═══ DOCUMENT PASSAGE ═══

7) There was this story from the book of this woman who was first going to counseling and described her closet.  There were the clothes for her husband, for her boss, for her friends.  As she went through the transition to a stage where she had relationships rather than being controlled by them, she entered a new reality where all the clothes were hers.  Sure there were ones her husband liked, but they were still hers.  No matter whether we are looking at an adult, or the role as a parent, or at a child, this is a pretty vital thing to understand...the transition from being to having.  Before, this woman was her relationships and she grew to owning and controlling them rather than the other way around.  A newborn infant is totally a product of their needs, and we see our first role as a parent to teach them how to control those needs so the needs do not control them.  Children grow older and they learn to not have their impulses control them.

So how does this affect how we act in the world?  As parents, we need to realize that these transitions take ever-increasing maturity and growth.  And children can only grow to the next stage if they are allowed to.  Much has been written about adolescence and the need for them to differentiate from their parents.  Storm and stress is the hallmark of this stage, and the portal to adulthood.  The obsessive desire to protect children from these, to reduce stress and conflict, leads to dependent and immature adults.  The flip side of this, these kids are not ready for many of the burdens we do place on them.  
I don't know where are when it started.  As clich√© as is now seems, mine was a pretty delightful childhood, basically with parents who were (and still are, at 86) there when I wanted and needed them and left me alone when I did not.  On weekends, I would disappear all day, in the woods building tree forts or the such, until my mom rang the bell for dinner.  She had no idea where I was or what I was doing.

═══ DATA ═══

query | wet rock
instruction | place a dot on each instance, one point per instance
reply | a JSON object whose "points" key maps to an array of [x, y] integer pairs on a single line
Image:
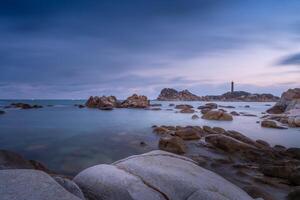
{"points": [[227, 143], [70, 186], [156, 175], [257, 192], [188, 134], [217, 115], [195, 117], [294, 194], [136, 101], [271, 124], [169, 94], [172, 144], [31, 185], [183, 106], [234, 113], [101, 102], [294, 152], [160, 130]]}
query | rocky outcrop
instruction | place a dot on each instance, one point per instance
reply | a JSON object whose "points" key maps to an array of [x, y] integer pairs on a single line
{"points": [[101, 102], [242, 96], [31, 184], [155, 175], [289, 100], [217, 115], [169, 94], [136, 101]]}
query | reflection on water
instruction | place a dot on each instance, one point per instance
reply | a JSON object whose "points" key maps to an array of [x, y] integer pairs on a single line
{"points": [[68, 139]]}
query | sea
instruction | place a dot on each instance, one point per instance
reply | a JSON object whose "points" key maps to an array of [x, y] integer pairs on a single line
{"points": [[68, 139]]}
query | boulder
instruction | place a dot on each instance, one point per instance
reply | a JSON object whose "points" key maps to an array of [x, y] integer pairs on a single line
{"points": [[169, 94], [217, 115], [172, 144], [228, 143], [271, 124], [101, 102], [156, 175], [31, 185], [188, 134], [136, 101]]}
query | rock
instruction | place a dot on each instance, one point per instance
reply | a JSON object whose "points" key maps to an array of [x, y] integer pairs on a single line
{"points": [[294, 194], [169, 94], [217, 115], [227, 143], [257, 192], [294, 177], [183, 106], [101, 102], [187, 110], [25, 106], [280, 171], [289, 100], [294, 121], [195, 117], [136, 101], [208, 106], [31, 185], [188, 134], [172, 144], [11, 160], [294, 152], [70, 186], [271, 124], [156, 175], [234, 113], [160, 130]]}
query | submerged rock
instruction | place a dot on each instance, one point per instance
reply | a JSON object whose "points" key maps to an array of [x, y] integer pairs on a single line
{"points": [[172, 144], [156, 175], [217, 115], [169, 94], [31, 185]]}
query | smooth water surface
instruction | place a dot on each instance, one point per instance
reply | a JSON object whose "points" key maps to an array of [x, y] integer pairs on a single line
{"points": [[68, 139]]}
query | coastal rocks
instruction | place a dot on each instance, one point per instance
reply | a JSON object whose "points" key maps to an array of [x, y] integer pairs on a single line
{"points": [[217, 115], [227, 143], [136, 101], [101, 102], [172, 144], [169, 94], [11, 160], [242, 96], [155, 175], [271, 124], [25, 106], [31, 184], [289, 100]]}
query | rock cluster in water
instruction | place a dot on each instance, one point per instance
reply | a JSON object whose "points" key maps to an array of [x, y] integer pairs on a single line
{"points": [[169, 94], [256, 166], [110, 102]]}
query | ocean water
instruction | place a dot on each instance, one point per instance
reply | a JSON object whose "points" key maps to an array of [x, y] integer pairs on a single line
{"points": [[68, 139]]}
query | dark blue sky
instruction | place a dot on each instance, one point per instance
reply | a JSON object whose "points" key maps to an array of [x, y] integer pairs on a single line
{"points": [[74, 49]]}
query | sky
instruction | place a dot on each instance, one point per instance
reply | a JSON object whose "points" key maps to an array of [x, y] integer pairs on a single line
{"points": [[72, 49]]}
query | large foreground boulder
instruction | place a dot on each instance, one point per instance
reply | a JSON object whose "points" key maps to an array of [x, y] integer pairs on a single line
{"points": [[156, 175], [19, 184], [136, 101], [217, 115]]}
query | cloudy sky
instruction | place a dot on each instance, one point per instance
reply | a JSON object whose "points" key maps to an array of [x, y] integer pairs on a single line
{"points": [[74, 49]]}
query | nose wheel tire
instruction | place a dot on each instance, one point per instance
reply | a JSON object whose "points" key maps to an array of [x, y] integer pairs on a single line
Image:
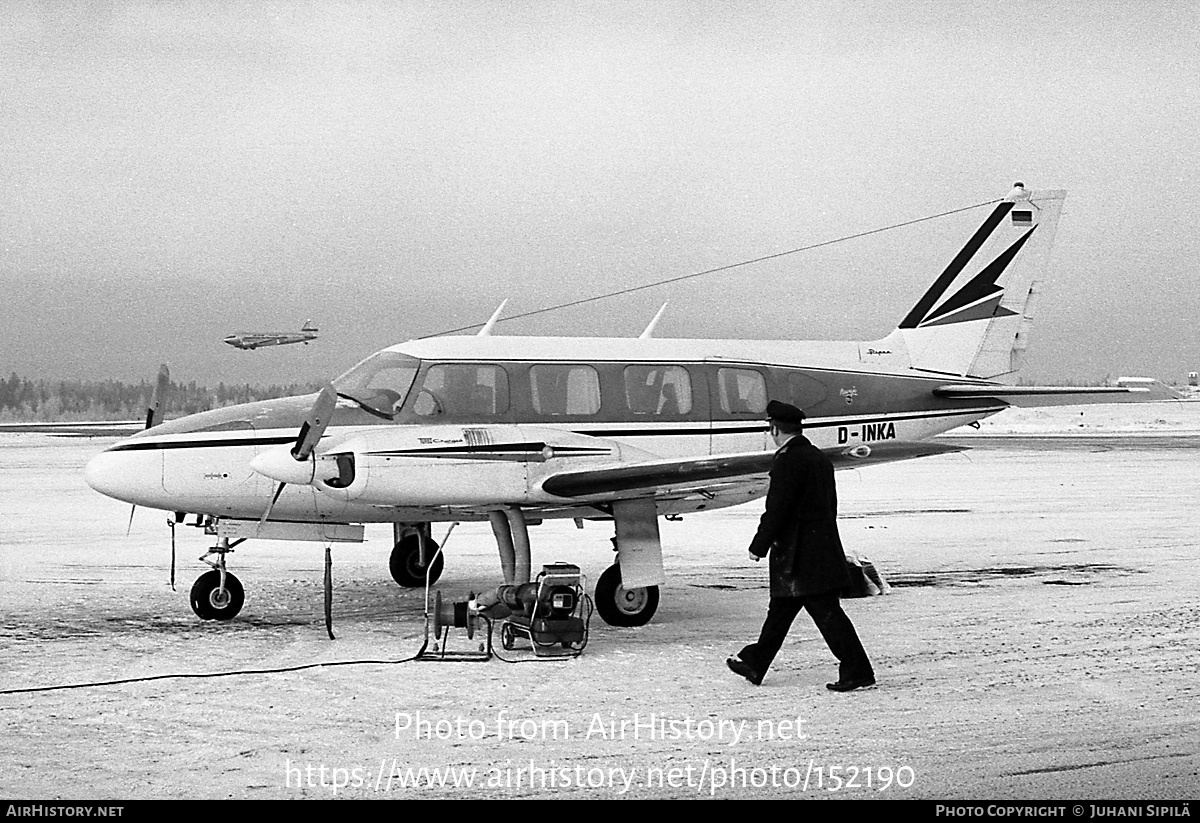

═══

## AIM OF THE TASK
Please carry on the passage about parenting and childhood from where it stops, in the same first-person voice. The records have nothing to do with this.

## TASK RESULT
What caused the change, the fear of ever-present danger, the compulsion to control every aspect of a children's life, the view of children as fragile creatures? When did parents lose faith in the resilience of their children?  There was a hurricane last week that knocked out power to much of the town.  Our school, though, did have power and I made the decision, as test center supervisor, to hold the SAT testing at the school.  The parents freaked out.  "How can Johnny get in the right mind for such an important test when we don't have power in the house?"  Blogs were lighting up with comments and surveys, yes surveys, about whether this was the right decision.  Of course it was.  Those who needed to test could do so, those who were not ready could take the next test, one month away.   "The students were unable to advocate for themselves, so we needed to take matters into our own hands,"  was the implication.  And why can't the students not advocate for themselves?  Because they are crippled by parents who do not allow this.  They  called the superintendent, wrote to the town paper, created a movement.  Why, because their children were too frail, impaired in my view, to be able to wake up, get dressed and eat through the natural light of day, then be able to take a test?

And most upsetting, and this is relatively new, the children not only let them, but expected this of them.  I cannot in my wildest imagination see my parents doing anything like this nor would I do this for my children.  All the hallmarks of adulthood, taking on increased responsibility for yourself and your decisions, assuming greater risk, accepting consequences (and learning from them) are being robbed from our children.  We are raising a generation of children who are expected to get good grades and test scores, and little else.  And if they do not, there is a ready diagnosis and medication.  We have gone from an era of "yes we can" to "no he can't".  Chores are a term of a different era.  Children are allowed to talk to adults with a degree of condescension and dismissiveness that is not healthy for them.

Too much control and power is very scary (and very unhealthy for) any children.  As children age, they need boundaries more than protection.  What is the consequence of this?  Kids who cannot make decisions for themselves and fear the wrong things.  These kids fear what they cannot control because so much has been controlled for them.  They fear the strange, the unusual and the unpredictable.  What they should be fearing is that they do not have the tools to take risks and learn from mistakes in a way that will lead to a meaningful and fulfilling life.  The sad truth is that it is good for kids to experience failure sometimes,  to suffer sometimes, to not be happy sometimes.  
I was breaking up with this girl when I was in graduate school, after having been continuously in a relationship since early high school.  I was also going through this depression, something I had never been through before (or since).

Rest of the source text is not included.